BEGIN DATASET ENTRIES

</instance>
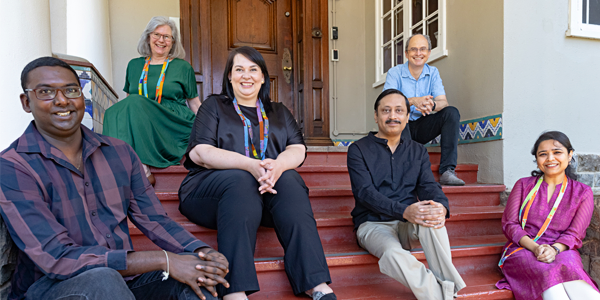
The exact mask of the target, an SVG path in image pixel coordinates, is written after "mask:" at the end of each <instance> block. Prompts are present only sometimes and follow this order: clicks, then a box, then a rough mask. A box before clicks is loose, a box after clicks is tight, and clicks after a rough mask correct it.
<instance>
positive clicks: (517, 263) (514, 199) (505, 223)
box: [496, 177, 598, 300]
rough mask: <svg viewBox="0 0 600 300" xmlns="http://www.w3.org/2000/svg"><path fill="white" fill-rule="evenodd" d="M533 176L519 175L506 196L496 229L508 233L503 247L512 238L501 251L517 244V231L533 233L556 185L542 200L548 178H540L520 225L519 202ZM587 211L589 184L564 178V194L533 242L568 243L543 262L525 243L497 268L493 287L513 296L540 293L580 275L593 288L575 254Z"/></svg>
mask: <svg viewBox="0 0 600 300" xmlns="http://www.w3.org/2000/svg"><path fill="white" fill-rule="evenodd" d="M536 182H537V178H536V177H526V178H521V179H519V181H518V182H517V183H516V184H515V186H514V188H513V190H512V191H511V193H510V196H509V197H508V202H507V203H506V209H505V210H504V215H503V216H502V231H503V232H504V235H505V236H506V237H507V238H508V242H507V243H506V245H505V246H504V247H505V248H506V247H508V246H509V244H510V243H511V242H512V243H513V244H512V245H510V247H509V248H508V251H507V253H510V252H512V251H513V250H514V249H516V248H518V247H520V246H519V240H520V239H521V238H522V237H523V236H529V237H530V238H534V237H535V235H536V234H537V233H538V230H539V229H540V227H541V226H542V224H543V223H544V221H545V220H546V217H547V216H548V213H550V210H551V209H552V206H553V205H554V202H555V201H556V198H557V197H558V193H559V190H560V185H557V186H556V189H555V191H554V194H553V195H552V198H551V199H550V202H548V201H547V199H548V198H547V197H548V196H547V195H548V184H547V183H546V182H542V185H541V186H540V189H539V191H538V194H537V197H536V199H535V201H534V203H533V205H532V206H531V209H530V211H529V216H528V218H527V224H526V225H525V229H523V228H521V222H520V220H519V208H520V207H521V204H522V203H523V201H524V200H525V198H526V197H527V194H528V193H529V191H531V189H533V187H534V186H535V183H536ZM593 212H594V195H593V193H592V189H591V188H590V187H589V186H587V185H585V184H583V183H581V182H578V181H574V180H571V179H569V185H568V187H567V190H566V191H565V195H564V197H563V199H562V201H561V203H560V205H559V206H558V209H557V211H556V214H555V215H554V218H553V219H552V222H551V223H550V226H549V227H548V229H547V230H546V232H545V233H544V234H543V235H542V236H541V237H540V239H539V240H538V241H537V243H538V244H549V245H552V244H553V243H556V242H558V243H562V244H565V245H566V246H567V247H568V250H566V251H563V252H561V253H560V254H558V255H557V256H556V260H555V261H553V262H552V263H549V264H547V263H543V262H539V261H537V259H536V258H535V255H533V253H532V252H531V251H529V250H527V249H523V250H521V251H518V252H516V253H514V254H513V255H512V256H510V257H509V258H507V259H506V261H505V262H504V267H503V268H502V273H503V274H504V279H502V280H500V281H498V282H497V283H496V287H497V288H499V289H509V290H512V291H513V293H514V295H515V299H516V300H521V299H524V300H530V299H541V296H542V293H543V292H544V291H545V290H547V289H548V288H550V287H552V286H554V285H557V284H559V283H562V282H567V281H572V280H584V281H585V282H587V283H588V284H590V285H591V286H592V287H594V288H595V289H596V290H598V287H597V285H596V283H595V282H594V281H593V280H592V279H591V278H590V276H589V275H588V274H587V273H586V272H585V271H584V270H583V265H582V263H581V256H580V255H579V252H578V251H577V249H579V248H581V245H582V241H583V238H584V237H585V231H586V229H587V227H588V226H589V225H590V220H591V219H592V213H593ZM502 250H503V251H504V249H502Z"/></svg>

END DATASET ENTRIES
BEGIN DATASET ENTRIES

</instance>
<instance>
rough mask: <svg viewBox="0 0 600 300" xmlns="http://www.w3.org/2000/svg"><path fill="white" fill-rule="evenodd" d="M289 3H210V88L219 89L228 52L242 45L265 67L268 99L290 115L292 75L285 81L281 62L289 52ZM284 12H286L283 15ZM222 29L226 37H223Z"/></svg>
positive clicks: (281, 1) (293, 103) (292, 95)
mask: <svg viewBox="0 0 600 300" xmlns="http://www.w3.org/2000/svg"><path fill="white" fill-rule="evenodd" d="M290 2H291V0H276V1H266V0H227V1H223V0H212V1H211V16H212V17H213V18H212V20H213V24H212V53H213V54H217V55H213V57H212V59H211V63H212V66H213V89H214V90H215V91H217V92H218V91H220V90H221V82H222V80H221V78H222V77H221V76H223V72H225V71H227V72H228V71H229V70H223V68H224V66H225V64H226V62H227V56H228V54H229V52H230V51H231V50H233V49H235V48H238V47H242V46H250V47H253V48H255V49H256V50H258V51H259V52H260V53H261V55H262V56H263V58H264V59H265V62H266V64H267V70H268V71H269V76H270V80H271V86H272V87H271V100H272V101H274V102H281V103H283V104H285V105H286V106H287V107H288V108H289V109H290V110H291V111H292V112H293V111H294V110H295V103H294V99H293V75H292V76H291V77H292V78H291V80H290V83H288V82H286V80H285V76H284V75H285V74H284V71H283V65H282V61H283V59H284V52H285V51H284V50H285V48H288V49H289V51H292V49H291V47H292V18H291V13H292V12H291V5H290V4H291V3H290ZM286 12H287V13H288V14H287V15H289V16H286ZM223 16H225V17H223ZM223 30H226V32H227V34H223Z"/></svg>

END DATASET ENTRIES

How many lines of the material above contain the string "positive"? Case counts, and give only the number.

2